> **WHAT YOU SHOULD DO**
Repeat each entry in full, exactly.

(Collected data)
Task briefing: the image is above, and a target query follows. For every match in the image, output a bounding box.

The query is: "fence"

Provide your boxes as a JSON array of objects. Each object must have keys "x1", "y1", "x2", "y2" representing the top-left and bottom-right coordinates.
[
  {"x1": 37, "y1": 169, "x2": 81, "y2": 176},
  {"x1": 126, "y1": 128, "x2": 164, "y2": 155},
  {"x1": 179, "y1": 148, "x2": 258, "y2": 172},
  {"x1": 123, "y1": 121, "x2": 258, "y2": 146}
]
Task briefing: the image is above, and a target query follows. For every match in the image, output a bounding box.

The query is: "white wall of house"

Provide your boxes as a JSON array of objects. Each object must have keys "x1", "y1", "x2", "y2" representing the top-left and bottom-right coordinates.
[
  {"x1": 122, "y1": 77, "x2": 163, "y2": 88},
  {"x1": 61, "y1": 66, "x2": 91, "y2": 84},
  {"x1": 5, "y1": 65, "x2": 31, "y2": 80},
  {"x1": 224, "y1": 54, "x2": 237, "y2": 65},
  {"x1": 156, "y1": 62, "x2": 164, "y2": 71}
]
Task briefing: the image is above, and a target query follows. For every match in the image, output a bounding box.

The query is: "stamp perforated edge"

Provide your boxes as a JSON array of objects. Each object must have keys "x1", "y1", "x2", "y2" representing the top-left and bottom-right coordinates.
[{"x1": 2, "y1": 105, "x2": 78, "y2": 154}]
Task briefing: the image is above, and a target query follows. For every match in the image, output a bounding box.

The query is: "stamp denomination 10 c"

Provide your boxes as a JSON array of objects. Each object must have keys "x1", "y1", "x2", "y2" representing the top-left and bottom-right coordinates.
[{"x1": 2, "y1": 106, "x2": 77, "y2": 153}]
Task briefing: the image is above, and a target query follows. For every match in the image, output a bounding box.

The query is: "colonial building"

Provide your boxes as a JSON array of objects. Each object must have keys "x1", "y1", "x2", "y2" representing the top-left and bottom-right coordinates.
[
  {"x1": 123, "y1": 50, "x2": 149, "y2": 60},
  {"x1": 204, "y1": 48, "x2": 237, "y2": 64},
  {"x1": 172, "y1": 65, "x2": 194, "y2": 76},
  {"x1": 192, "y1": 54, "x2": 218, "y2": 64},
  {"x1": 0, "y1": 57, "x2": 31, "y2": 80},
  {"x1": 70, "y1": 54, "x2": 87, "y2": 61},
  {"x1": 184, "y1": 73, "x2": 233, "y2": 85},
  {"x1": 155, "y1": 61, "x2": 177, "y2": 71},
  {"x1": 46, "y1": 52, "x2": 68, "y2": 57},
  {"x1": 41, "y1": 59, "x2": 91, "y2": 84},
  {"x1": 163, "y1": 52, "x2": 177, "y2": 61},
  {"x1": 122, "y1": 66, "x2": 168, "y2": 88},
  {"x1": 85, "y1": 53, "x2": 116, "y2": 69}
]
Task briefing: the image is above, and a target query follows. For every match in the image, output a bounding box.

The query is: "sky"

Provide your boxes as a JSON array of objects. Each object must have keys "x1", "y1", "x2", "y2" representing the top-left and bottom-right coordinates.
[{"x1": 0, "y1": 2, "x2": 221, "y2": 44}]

> **REPLY TO THE EXERCISE**
Task briefing: the image is above, and a target query follows. For every match in the image, output a bounding box.

The query is: "fence"

Provide your boxes as a JSON array of objects. Each object must have keys "x1", "y1", "x2", "y2" representing the top-left and bottom-right coordinates.
[
  {"x1": 37, "y1": 169, "x2": 81, "y2": 176},
  {"x1": 126, "y1": 128, "x2": 164, "y2": 155},
  {"x1": 179, "y1": 148, "x2": 258, "y2": 172},
  {"x1": 123, "y1": 121, "x2": 258, "y2": 146}
]
Task briefing: the image is above, and a target query follows. For every match in the image, output a bounding box.

The query is: "white wall of house"

Provide your boxes as a JSON array of objects. Each object must have keys "x1", "y1", "x2", "y2" representing the top-left and bottom-right coordinates.
[
  {"x1": 122, "y1": 77, "x2": 163, "y2": 88},
  {"x1": 61, "y1": 66, "x2": 91, "y2": 84},
  {"x1": 5, "y1": 65, "x2": 31, "y2": 80},
  {"x1": 224, "y1": 54, "x2": 237, "y2": 65},
  {"x1": 156, "y1": 62, "x2": 164, "y2": 71}
]
Task briefing: the image is above, and a target query follows. For every match in the image, output a bounding box.

The query is: "stamp perforated edge"

Provide your boxes as a JSON array of objects. Each object must have keys "x1", "y1", "x2", "y2" representing the top-left and bottom-right coordinates.
[{"x1": 2, "y1": 105, "x2": 78, "y2": 154}]
Task briefing: the image is above, and a target query follows. For every match in the image, output a bounding box.

The query is: "stamp denomination 10 c"

Provide your boxes as a JSON array of objects. Each object must have keys "x1", "y1", "x2", "y2" representing the top-left and bottom-right coordinates.
[{"x1": 2, "y1": 106, "x2": 77, "y2": 153}]
Task briefing: the image is above, and a target query follows. For every match in the image, output a bounding box.

The query is: "colonial building"

Provide your boxes as a JSON array of objects. Each object must have keys "x1", "y1", "x2", "y2" representing the top-left and bottom-right coordinates.
[
  {"x1": 123, "y1": 50, "x2": 149, "y2": 60},
  {"x1": 204, "y1": 48, "x2": 237, "y2": 64},
  {"x1": 172, "y1": 65, "x2": 194, "y2": 76},
  {"x1": 192, "y1": 54, "x2": 218, "y2": 64},
  {"x1": 0, "y1": 57, "x2": 31, "y2": 80},
  {"x1": 70, "y1": 54, "x2": 87, "y2": 61},
  {"x1": 184, "y1": 73, "x2": 233, "y2": 85},
  {"x1": 155, "y1": 61, "x2": 177, "y2": 71},
  {"x1": 46, "y1": 52, "x2": 68, "y2": 57},
  {"x1": 41, "y1": 59, "x2": 91, "y2": 84},
  {"x1": 163, "y1": 52, "x2": 177, "y2": 61},
  {"x1": 122, "y1": 66, "x2": 168, "y2": 88},
  {"x1": 85, "y1": 53, "x2": 116, "y2": 69}
]
Task briefing: the image is above, and a target query follows. For every match in the image, output a bounding box.

The query is: "sky"

Provide your boxes as a JSON array of objects. Each object must have keys "x1", "y1", "x2", "y2" representing the top-left and bottom-right coordinates.
[{"x1": 0, "y1": 2, "x2": 221, "y2": 44}]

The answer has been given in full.